It is a crane owner’s or operator’s nightmare: By accident or carelessness a crane boom topples, causing physical damage, often substantial, but more tragically, injuries or loss of life.
Crane accident causes are many – typically involving overloading (exceeding weight limitations), operating the equipment in high wind, or other conditions that exert additional strains on the unit’s lift and lift management capabilities. Crane warning systems are valuable tools that can help prevent these incidents.
It is important to realize that crane warning systems do not alert operators to dangers such as siting the crane on unstable ground or failure to properly set and extend outriggers. Only training and common sense can prevent accidents of this type.
Many crane accidents were and are preventable by installing and maintaining crane warning systems called Load Moment Indicators (LMI). These are software-based crane warning systems that monitor and provide operators with critical information necessary to manage their lifts. Among other functions they take into account the rated capacity of the crane, warn of impending contact between the crane hook and the boom tip, and factor in external forces such as wind.
This post describes the importance of load moment indicators that signal potentially dangerous operating conditions. It looks at what you as a crane owner or operator must consider when updating or replacing a malfunctioning or obsolete LMI crane warning system.
You will be provided information related to
- Load Moment Indicators and How they Work
- Responsibilities of Crane Owners and Operators
- Governing Authorities on Safety in Crane Operations
- LMI Replacement Considerations: Risk and Reward
- Crane Failure Case Studies
How do Crane Load Moment Indictors Work?
You may be familiar with these instruments but there is always value in a little refresher. This information may be useful when you have to go to your boss to repair or replace your LMI crane warning system.
The Load Moment Indicator (LMI) assists the operator by providing the information they need to have a safe lifting environment on the jobsite.
Using various sensors on the crane the LMI monitors the lift and provides the operator with a continuous reading of the crane’s safe operation within the load chart.
Readings continuously change as the crane moves through the motions needed to make the lift. If potentially unsafe conditions are approached, the LMI crane warning system will alert the operator by sounding an audible alarm and illuminating a warning light. Many crane LMI systems will also activate a lockout feature at this point.

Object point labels
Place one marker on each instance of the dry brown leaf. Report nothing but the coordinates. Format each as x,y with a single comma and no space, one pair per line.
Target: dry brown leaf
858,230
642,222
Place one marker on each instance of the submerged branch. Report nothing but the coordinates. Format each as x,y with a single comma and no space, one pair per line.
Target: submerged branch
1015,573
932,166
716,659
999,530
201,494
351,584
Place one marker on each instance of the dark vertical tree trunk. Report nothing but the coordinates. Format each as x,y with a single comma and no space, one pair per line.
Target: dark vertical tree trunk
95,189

* * *

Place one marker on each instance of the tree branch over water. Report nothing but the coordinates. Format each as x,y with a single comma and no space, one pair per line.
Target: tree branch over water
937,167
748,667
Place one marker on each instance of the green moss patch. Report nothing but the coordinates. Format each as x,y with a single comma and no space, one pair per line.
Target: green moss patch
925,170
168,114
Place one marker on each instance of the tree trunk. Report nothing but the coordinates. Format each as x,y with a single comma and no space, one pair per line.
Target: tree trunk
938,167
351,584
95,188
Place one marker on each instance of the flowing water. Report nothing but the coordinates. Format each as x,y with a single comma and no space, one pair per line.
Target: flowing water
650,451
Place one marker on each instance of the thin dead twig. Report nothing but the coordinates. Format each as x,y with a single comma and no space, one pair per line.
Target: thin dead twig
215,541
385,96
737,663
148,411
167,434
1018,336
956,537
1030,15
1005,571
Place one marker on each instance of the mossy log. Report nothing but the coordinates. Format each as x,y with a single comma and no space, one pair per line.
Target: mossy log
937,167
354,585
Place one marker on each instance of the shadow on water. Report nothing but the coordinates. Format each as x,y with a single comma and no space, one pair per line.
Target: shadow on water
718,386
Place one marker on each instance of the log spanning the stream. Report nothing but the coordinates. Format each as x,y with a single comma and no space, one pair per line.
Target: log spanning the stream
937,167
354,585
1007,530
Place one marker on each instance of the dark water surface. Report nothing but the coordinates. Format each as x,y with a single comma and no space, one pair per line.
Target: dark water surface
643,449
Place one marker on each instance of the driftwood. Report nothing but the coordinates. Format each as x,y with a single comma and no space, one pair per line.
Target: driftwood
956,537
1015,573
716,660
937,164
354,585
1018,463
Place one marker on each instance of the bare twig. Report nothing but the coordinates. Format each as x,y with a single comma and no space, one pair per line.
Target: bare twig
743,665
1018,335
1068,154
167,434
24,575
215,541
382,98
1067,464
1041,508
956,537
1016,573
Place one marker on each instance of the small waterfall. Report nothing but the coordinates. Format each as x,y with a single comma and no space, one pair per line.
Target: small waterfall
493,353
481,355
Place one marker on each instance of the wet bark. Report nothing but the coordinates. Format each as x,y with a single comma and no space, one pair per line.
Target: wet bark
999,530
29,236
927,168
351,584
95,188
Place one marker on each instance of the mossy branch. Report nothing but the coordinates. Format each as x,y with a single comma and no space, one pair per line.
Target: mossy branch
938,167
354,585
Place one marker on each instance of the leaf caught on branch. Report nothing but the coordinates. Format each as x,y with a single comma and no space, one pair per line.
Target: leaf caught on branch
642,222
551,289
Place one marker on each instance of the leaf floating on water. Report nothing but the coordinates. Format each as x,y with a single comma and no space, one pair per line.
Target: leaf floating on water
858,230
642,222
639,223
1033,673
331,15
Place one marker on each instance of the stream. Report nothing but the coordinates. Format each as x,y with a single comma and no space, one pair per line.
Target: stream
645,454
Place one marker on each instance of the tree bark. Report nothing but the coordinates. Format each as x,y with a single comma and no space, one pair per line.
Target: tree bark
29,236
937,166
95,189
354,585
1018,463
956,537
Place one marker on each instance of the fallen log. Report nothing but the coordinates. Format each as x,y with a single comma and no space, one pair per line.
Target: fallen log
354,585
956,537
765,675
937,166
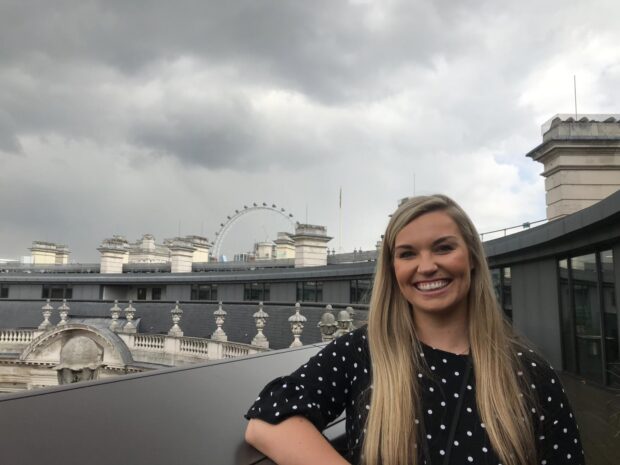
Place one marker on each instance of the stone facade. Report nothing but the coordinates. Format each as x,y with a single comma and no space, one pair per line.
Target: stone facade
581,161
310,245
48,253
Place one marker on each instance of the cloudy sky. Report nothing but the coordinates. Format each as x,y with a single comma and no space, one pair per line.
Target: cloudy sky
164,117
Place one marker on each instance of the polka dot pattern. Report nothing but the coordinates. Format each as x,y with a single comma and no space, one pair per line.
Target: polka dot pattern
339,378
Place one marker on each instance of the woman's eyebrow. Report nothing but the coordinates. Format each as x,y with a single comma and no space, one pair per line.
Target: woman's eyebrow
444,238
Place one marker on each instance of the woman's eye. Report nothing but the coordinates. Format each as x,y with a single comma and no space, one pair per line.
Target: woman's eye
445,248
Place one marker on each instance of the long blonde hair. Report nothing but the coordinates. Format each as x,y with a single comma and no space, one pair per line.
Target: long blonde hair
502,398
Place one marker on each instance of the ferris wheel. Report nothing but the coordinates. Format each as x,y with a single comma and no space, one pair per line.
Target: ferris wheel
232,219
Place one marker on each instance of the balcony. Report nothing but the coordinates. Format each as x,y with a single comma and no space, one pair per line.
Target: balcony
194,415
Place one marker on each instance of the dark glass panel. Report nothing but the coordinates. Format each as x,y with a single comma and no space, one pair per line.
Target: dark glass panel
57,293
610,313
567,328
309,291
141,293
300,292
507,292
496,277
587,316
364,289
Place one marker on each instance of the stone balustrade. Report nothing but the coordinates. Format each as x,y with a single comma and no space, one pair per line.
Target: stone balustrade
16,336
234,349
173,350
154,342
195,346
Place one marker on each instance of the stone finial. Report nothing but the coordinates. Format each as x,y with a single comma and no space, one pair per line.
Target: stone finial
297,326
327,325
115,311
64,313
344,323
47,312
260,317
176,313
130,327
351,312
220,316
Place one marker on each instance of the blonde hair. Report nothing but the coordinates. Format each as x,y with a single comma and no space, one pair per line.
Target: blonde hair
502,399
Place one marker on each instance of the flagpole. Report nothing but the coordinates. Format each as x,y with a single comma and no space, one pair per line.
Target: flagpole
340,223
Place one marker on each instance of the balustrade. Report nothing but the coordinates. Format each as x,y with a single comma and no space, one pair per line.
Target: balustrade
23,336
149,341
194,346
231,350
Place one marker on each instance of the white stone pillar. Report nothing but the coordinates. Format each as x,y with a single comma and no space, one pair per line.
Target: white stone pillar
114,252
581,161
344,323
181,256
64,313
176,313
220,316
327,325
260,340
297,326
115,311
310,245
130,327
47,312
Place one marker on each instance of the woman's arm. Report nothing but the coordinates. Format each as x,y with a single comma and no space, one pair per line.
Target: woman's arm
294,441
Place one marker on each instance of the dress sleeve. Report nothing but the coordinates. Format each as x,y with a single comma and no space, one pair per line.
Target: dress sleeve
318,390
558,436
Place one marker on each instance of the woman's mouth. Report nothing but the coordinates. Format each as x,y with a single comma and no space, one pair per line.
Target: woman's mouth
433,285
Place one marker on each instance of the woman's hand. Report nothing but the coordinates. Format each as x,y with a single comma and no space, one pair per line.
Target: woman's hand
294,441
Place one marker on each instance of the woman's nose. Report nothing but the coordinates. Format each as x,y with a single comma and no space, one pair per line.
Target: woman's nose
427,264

==

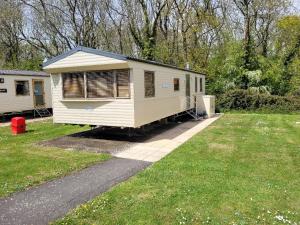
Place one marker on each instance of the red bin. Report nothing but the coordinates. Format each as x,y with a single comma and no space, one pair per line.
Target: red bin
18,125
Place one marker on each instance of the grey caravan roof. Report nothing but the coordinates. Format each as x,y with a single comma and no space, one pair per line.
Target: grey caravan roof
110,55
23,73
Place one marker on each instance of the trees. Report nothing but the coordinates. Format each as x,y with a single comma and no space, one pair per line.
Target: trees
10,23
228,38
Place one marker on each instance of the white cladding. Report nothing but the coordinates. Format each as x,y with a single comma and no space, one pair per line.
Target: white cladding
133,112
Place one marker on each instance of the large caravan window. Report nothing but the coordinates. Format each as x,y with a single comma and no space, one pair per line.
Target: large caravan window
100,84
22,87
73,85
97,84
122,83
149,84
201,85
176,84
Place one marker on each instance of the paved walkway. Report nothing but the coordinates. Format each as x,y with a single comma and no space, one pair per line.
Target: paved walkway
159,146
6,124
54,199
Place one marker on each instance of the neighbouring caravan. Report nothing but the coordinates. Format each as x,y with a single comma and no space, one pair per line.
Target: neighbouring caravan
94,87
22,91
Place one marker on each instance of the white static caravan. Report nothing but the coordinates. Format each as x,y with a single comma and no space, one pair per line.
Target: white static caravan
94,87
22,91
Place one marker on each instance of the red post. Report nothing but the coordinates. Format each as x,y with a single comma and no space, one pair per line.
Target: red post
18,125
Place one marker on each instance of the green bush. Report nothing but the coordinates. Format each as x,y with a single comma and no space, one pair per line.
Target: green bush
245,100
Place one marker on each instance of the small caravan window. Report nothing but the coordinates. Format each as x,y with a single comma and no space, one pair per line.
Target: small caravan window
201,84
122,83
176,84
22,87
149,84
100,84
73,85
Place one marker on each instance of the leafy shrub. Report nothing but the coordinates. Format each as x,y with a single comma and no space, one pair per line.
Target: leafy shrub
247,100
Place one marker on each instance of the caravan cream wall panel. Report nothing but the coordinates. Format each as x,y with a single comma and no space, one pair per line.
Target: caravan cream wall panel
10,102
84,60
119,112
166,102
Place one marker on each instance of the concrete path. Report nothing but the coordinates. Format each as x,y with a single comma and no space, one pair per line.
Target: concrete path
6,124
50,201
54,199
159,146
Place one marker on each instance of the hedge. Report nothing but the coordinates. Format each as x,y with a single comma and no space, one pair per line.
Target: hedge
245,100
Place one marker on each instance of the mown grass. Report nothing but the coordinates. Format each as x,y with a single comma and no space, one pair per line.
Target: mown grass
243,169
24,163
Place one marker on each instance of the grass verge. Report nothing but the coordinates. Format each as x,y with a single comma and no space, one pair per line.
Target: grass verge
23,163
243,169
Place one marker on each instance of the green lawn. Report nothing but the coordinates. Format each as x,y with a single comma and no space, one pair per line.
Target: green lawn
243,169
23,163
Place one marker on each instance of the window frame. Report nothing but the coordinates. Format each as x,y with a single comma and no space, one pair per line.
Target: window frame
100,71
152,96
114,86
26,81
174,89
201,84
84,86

**Goals**
1. List the topics that the crane warning systems article says the reader will be given information about.
2. Resume the crane warning systems article after its last sentence.

**Written answers**
1.
- Load Moment Indicators and How they Work
- Responsibilities of Crane Owners and Operators
- Governing Authorities on Safety in Crane Operations
- LMI Replacement Considerations: Risk and Reward
- Crane Failure Case Studies

2.
The LMI provides the operator with information concerning certain geometrical data such as
- Load on the main line
- Load on the auxiliary line
- Boom length out
- Boom angle
- Radius of the lift
- Jib angle especially for a luffing jib
- Potential wind speed danger
- Operating mode
There are two means by which an LMI crane warning system can function.
- The Load Moment or Rated Capacity Indicator
This system aids the equipment operator by sensing (directly or indirectly) the overturning moment on the equipment, i.e., load multiplied by radius.
It compares this lifting condition to the equipment’s rated capacity and indicates to the operator the percentage of capacity at which the equipment is working.
Lights and buzzers are usually incorporated as a warning of an approaching overload condition.
In this case it is critical for the operator to halt the lift and take corrective measures.
- The Load Moment (or Rated Capacity) Limiter
This system aids the equipment operator by sensing (directly or indirectly) the overturning moment on the equipment, i.e., load multiplied by radius.
It compares this lifting condition to the equipment’s rated capacity, and when the rated capacity is reached, it shuts off power to those equipment functions which can increase the severity of loading on the equipment, e.g., hoisting, telescoping out, or luffing out.
Typically, those functions which decrease the severity of loading on the equipment remain operational, e.g., lowering, telescoping in, or luffing in.
The system operates on the principle of reference/real comparison.
The real value, resulting from the pressure measurement and geometric sensors, is compared with the reference data stored in the central processor memory and is evaluated in the microprocessor.
An analog indication of percent capacity is displayed via an operator’s console.
When limits are reached, an overload warning signal is generated. At the same time, the crane movements that increase load moment such as hoist down, telescope out, and boom down will be locked out.
The fixed data regarding the crane, such as dimensional data, capacity charts, boom weights, and centers of gravity are stored in memory chips in the central processor unit.
This is the reference information used to calculate the operating conditions. Boom length and boom angle are registered by the length/angle sensor, located inside the cable reel, mounted on the boom.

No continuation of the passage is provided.